[Objectives]
A: Output the passage of the article on grilling vegetables starting with "The main problem" and going on through "on the plate.", copied word for word.
B: Write the next part of the article on grilling vegetables, picking up after its final sentence.

Veggies fill up the grill
Think greens when deciding what to toss on the grill
Veggies fill up the grill

Think greens when deciding what to toss on the grill

When it comes to outdoor cooking most people tend to think of meat – thick, juicy steaks; marinated chicken and grilled-to-perfection burgers. But when starting up the fire there is no reason veggies should be neglected. The key to the perfect grilled vegetables is just a matter of finding the right tools.

The main problem I’ve encountered when grilling up vegetables such as onions, bell peppers, zucchini, carrots and mushrooms is that with thin-sliced produce more of the pieces end up falling into the charcoal grate than end up on the plate.

A trip to any cooking utensil store or a big box such as “Bed, Bath and Beyond” offers plenty of solutions for the problem. A few years ago my family purchased a grill wok. Woks made for open flames run from $20-40. It’s basically an open basket with small holes in it that allows a little bit of flame to come through and plenty of heat, while keeping the veggies from falling through into the charcoal. The wok does the job, but because it removes the veggies from the heat a bit, it takes longer to cook them and you also lose the grill marks that make outdoor food so appealing. The wok is best for “stir-fry” type dinners such as fajitas.

Another option is the grilling basket. It’s a metal basket that opens up so that you can place veggies or meat in it. The top closes down and has a clasp to keep it shut. The benefit of the grill basket – the ones at Bed, Bath and Beyond run from $9.99 to $14.99 – is that the flames and heat get more directly to the food. The downside is that vegetables sharing the same basket need to have the same cooking time because it’s impossible to remove the veggies once they are in the basket since it gets really hot.

[Rows]
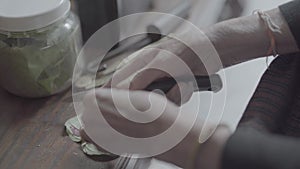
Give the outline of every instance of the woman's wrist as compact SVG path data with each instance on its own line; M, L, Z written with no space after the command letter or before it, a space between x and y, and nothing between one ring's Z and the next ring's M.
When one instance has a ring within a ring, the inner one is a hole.
M281 33L274 32L276 51L286 54L299 51L291 31L278 8L266 12ZM224 67L267 55L271 39L258 15L227 20L204 30L214 44Z

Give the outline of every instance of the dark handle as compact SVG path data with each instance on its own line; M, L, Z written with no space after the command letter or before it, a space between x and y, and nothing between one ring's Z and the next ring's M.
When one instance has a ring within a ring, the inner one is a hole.
M195 79L197 83L194 85L195 91L218 92L223 87L222 80L217 74L213 74L211 76L180 77L177 80L179 82L193 82L193 79ZM176 84L177 83L174 78L164 78L151 83L145 90L153 91L159 89L162 90L164 93L168 93Z

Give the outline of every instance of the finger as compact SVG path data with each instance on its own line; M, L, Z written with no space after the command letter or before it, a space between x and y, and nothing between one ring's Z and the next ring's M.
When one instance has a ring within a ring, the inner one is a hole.
M182 105L189 101L193 95L192 82L179 82L168 93L167 98L177 105Z
M144 49L133 53L129 58L131 59L129 63L116 71L112 77L110 83L106 87L116 87L121 81L127 79L132 74L136 73L138 70L145 67L158 53L155 49Z

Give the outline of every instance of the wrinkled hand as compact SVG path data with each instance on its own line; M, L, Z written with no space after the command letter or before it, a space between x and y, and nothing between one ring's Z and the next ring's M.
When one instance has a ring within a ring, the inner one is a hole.
M201 39L193 43L201 45ZM106 87L142 90L164 77L207 74L198 56L175 38L164 38L130 57L133 59L114 74ZM192 93L192 83L178 83L167 93L167 97L181 105L190 99Z

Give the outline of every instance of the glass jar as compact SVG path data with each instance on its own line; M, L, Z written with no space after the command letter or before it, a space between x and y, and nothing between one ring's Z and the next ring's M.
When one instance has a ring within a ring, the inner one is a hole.
M80 23L70 11L70 1L0 0L3 3L0 85L15 95L31 98L70 87L81 48ZM17 7L18 3L23 5Z

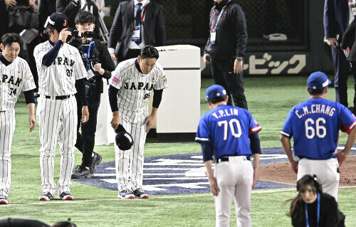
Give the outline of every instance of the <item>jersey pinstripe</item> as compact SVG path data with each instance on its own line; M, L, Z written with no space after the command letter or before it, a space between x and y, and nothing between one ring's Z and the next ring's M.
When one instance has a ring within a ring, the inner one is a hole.
M53 179L54 157L57 141L60 144L61 174L58 195L70 192L70 175L74 164L77 139L77 103L74 96L56 100L45 96L62 96L77 93L75 80L88 76L79 51L63 43L55 61L49 66L42 64L43 56L53 46L48 41L38 44L34 50L38 73L38 93L36 117L39 125L40 166L42 191L52 195L56 190ZM40 196L41 197L41 196Z
M28 64L19 57L7 66L0 61L0 111L14 108L22 90L36 88Z
M28 64L17 57L7 66L0 60L0 195L9 195L11 182L11 144L15 104L21 91L36 88Z
M54 63L47 67L42 64L42 59L53 47L46 41L38 44L33 52L38 73L38 93L48 96L74 95L77 93L75 80L88 77L79 51L63 43Z
M148 116L148 102L153 89L167 87L164 71L159 63L156 62L151 72L145 75L137 69L136 58L119 63L109 83L119 90L119 112L132 122Z

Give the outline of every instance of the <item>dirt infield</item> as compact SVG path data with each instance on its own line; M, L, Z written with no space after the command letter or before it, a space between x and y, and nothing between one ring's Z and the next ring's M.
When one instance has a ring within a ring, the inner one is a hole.
M356 156L349 157L340 168L340 186L356 186ZM297 174L289 162L271 164L258 168L258 179L288 184L297 183Z

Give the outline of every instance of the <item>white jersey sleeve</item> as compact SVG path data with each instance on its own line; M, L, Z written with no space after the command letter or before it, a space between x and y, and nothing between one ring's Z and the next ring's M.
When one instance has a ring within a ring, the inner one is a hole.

[Answers to the tasks]
A:
The main problem I’ve encountered when grilling up vegetables such as onions, bell peppers, zucchini, carrots and mushrooms is that with thin-sliced produce more of the pieces end up falling into the charcoal grate than end up on the plate.

B:
The wok and basket, though nonstick, tend to be hard to clean since the food gets cooked onto them. There is another option that is low cost and disposable. Many places sell disposable grill pans – they look like aluminum cookie sheets with holes in them. The pans are one-time use so there is no messy clean up. They work similarly to the wok.

For these methods, it is best to keep the seasoning simple on the veggies. A drizzle of olive oil, salt and pepper allows the grilled flavor to be the main attraction. But those looking for a little more flavor can wrap their veggies in aluminum foil with a variety of seasonings from fresh herbs to a splash of wine. At a barbecue with friends a few years ago, one host wrapped up a whole tomato in one piece of foil and a red onion in another. He put the vegetables right down into the coals. Half an hour later, the tomato was steamed to perfection and the onion had sweetened.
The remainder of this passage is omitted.